● Passage shown:
◇ ◇ ◇

- Born: 15 October 1958 (age 67) Çal, Turkey
- Occupation: Novelist, short story writer
- Period: 1987–present
- Genre: Modernism, postmodernism

= Hasan Ali Toptaş =

Turkish author (born 1958)

Hasan Ali Toptaş (born 15 October 1958) is a prominent Turkish novelist and short story writer. His first short story book Bir Gülüşün Kimliği (The Identity of A Laugh) was published in 1987. An important Turkish scholar, Yıldız Ecevit nicknames him "a postmodern modernist" and calls him "a Kafka in Turkish literature", in her work Türk Romanında Postmodernist Açılımlar (The Postmodernist Expansion in Turkish Literature).

== Allegations of sexual misconduct ==
On 8 December 2020, Toptaş was accused of sexual misconduct by a number of users on Twitter. On TRT 2's program Karalama Defteri, which was presented by Doğan Hızlan, Toptaş's opinion of translators were shared and criticized by some scholars. In episode 37 of the program which was broadcast in November 2019, Toptaş faced criticism after making a connection between the age of translators and their choice of words. A part of this episode was later shared on Twitter in 2020, to which a woman replied, "How many people are eagerly waiting for this man to be exposed? I and many of my friends have unpleasant memories of him from our university years. If I had the current consciousness and courage I would definitely speak up. The classic middle-aged man of letters. Really a disappointment." After this comment nearly 20 women shared their experiences of harassment by Toptaş.

Writer Pelin Buzluk was among those who stated that they experienced harassment at the hands of Toptaş and described the incident as 'sexual assault'. Inspired by the Me Too movement, many women later expressed solidarity with the victims. Toptaş accepted the accusations and wrote, "Until a person understands what [the definition of] a male offender is, he can make mistakes without knowing, realizing or thinking about what great wounds he could inflict on the other side. Today we learn from women what being a doer is. I sincerely apologize to all the people I hurt, upset and harmed with my unwitting behavior." After the events, the website 5harfliler.com and many users made a call to Everest Publications, the publishers of Toptaş's works, to end their collaboration with him. Saadet Özen, the editor-in-chief of Everest, responded to the call on Twitter and said, "the statement of a woman is essential for the victim's voice to be heard, the harassment and pressure to be revealed, to be discussed and questioned". She added that they would act accordingly and terminate their works with Toptaş. The publication house further stated "We are against all kinds of harassment and will continue to be." The Turkish Writers' Union also called on literati to take a collective attitude against all kinds of harassment using social and literary status. His Mersin City Literature Award was revoked after the harassment cases came forward, with the city council deeming it necessary "due to our humanitarian, moral, conscientious, and literary responsibility." Director Ali Aydın and producer Müge Büyüktalaş announced that the project for adapting Toptaş's novel Kuşlar Yasına Gider into a movie had been cancelled. The project had been in development since 2019.

◇ ◇ ◇

● Provided information:
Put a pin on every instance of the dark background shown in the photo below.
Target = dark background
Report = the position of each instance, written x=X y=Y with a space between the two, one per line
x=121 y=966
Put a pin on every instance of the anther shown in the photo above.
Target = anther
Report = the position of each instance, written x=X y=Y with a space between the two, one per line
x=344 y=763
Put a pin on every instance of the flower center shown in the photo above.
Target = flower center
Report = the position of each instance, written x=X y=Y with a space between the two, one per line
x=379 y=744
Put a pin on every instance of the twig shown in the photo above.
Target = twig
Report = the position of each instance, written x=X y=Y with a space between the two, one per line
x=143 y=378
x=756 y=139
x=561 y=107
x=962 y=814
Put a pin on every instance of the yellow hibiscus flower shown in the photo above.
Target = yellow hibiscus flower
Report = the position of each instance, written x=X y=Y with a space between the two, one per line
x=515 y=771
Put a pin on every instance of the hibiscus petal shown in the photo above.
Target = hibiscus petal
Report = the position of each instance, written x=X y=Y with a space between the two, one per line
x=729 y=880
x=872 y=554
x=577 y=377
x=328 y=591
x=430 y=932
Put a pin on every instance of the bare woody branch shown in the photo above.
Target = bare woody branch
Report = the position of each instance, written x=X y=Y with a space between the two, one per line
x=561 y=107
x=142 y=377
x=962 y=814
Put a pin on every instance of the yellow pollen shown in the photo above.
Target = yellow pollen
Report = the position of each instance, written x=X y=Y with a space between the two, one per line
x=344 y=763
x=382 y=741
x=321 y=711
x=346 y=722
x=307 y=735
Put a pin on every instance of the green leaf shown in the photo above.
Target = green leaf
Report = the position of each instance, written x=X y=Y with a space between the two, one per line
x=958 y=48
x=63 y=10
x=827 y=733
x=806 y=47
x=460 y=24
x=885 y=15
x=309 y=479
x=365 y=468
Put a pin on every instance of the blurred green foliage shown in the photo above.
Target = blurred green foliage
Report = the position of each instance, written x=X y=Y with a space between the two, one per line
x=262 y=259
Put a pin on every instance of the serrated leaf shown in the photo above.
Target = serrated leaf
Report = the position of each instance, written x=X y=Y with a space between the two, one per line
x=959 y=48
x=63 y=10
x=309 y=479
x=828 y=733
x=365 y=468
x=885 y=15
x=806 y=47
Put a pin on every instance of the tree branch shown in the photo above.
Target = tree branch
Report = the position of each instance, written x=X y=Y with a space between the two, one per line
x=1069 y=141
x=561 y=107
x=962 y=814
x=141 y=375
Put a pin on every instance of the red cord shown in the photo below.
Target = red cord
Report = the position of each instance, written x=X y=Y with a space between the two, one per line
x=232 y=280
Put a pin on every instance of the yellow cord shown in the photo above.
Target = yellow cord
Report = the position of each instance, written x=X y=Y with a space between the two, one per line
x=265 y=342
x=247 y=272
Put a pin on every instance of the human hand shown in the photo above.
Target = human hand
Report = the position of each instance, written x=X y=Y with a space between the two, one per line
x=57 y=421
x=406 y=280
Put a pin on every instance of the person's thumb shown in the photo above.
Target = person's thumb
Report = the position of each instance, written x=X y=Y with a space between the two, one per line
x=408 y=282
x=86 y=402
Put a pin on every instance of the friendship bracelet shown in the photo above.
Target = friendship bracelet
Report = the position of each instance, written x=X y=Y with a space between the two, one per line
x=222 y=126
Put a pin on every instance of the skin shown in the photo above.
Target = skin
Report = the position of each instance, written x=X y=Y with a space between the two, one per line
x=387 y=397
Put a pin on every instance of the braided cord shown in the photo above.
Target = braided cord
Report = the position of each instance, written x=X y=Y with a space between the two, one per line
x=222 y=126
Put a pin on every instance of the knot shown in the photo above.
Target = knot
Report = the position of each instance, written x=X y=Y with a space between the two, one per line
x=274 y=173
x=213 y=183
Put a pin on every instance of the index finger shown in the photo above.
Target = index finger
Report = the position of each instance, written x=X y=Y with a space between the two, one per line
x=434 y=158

◇ ◇ ◇

● Set of tasks:
1. Answer these from the Toptaş article:
(a) In what year was his first short story book published?
(b) Who presented the program Karalama Defteri?
(c) Since what year had the film project based on Kuşlar Yasına Gider been in development?
2. Decide whether each statement agrees with the Toptaş article. Answer yes or no, and quote the words that decide it.
(a) Yıldız Ecevit described Toptaş as a Kafka in Turkish literature.
(b) Toptaş denied the accusations made against him.
(c) Episode 37 of Karalama Defteri was broadcast in 2020.
3. List every person the Toptaş article names with a full first and last name, other than Toptaş himself.
The material is separate from the Toptaş article.

● Responses per task:
1.
(a) 1987
(b) Doğan Hızlan
(c) 2019

2.
(a) Yes: calls him "a Kafka in Turkish literature"
(b) No: "Toptaş accepted the accusations"
(c) No: "which was broadcast in November 2019"

3.
Yıldız Ecevit
Doğan Hızlan
Pelin Buzluk
Saadet Özen
Ali Aydın
Müge Büyüktalaş